Selected extract
Content starts

Sid Unwin diary, May 2 - May 3, 1917|
Whyte Museum of the Canadian Rockies, Archives
This year, after over eighty years, a First World War diary of Sidney Joseph Unwin was donated to the Archives, Whyte Museum of the Canadian Rockies, Banff, Alberta as part of the Sid Unwin fonds. The diary and a trove of personal effects had been carefully preserved in England by family members following Unwin's death. Josephine Parkinson graciously donated these materials to the mountain community, Unwin's adopted home.
Sid Unwin (1882-1917) was one of the Canadian Rockies legendary guides and outfitters. Upon his arrival from his native London, Unwin put his experience as a horseman and adventurer to good use as a trapper and trail guide. He was assigned to the famed expeditions of Mary Schaffer and Molly Adams, who quested for Maligne Lake in 1907 and 1908. Their expedition was recounted in Schaffer's book: Old Indian Trails of the Canadian Rockies, still available as A Hunter of Peace. Unwin is identified as "K" in the account and is credited with uncanny abilities in locating the mystery lake and creating cuisine from trail-weary food supplies.
Already a veteran of the South African War, Unwin enlisted in the Canadian Army joining the 22nd Battery (Howitzer), 6th Brigade Canadian Field Artillery, 2nd Division, where he saw action starting in early 1916. By the time he started the surviving diary on January 1, 1917 he recorded having fired 13028 rounds. The diary records short observations about duties on the front, gun positions, prisoners and gas warfare.

Content ends

Provided information
Content starts

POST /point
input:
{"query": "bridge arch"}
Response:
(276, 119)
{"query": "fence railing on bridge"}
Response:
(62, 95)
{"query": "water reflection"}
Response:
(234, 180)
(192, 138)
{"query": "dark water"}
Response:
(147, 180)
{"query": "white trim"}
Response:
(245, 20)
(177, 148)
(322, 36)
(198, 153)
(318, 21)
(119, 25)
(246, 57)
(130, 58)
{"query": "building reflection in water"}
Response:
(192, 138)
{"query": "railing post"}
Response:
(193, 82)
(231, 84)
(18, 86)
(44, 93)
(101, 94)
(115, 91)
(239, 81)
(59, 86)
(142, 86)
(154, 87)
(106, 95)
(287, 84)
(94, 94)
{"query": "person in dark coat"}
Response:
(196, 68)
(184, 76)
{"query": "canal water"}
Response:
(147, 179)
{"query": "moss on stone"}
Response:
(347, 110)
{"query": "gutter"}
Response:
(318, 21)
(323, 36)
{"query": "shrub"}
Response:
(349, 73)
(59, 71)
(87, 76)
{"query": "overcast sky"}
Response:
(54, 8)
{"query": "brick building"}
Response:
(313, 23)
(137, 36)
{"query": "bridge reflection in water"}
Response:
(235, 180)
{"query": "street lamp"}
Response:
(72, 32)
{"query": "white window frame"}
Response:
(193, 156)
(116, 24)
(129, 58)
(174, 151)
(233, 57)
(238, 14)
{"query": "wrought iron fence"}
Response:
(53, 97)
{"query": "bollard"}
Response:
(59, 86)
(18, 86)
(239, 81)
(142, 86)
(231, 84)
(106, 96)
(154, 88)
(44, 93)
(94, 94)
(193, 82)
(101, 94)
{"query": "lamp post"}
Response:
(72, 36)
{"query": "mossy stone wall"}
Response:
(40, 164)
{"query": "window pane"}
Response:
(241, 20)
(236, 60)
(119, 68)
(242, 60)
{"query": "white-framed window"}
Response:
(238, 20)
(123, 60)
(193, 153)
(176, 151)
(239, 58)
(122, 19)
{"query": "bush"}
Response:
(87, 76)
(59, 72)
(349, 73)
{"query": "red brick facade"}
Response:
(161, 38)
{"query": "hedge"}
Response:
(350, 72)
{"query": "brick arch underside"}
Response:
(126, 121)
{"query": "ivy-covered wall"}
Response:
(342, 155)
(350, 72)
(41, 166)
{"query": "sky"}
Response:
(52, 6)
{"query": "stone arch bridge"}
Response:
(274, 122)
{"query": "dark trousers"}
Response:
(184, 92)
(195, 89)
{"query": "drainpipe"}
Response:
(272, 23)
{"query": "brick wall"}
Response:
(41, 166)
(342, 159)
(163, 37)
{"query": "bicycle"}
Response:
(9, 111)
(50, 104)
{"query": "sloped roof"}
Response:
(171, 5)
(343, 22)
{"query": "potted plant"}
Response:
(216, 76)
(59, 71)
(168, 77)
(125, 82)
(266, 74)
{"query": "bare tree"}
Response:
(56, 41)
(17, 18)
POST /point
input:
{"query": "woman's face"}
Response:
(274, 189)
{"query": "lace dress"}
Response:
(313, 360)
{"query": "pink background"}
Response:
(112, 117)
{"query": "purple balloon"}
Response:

Content ends

Questions to answer
**1)** Rewrite the Sid Unwin passage between "Already a veteran" and "and gas warfare.", inclusive, changing "South African War" to "Boer War".
**2)** Please carry the Sid Unwin passage on past its final sentence.

Task-by-task answers
**1)**
Already a veteran of the Boer War, Unwin enlisted in the Canadian Army joining the 22nd Battery (Howitzer), 6th Brigade Canadian Field Artillery, 2nd Division, where he saw action starting in early 1916. By the time he started the surviving diary on January 1, 1917 he recorded having fired 13028 rounds. The diary records short observations about duties on the front, gun positions, prisoners and gas warfare.

**2)**
On March 1, 1917 Unwin writes:
March comes in like a lion, stood to at 2 am to repel a German attack...at 5 am we discharged two waves of gas & at 5:40 am infantry attacked & remained in German trenches 1 1/2 hours but our men had terrible fighting as Fritz was waiting for them, our casualties very heavy, a terrible stream of wounded passed our battery all day and night, we fired nearly 1000 rounds.
On the following day, he reported:
...from all accounts our own gas killed a lot of our men, the wind changing.
Unwin's diary recounts the capture of Vimy Ridge, his subsequent injury (see sample entries), the amputation of his arm, evacuation to England and his convalescence. No days were without entry, as he continued writing with his remaining hand, even scribbling poems and comic songs while in hospital. The entries cease after June 27: "Went up town to tea with Miss Pushby." Sid died two days later of complications. He was mourned by his family in England, his many clients and friends and his trail colleagues in Banff.